__TO BE DONE__:
Rescale the lines below by repeating every one of them in full, text included, with each answer coordinate multiplied by 1.75 and rounded to a whole number, halves rounded up. Leave the pictures out of your answer.

__RECORD SET__:
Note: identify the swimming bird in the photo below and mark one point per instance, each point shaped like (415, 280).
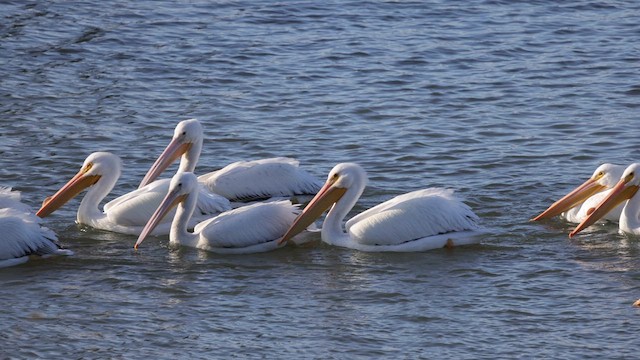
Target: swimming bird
(625, 193)
(253, 228)
(417, 221)
(128, 213)
(239, 181)
(573, 207)
(22, 232)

__FINAL ANSWER__:
Note: identify the swimming bird in the photo below and mark one point per instance, each point shaped like (415, 280).
Target: swimming bird
(1094, 338)
(443, 399)
(730, 387)
(224, 373)
(418, 317)
(1003, 362)
(39, 406)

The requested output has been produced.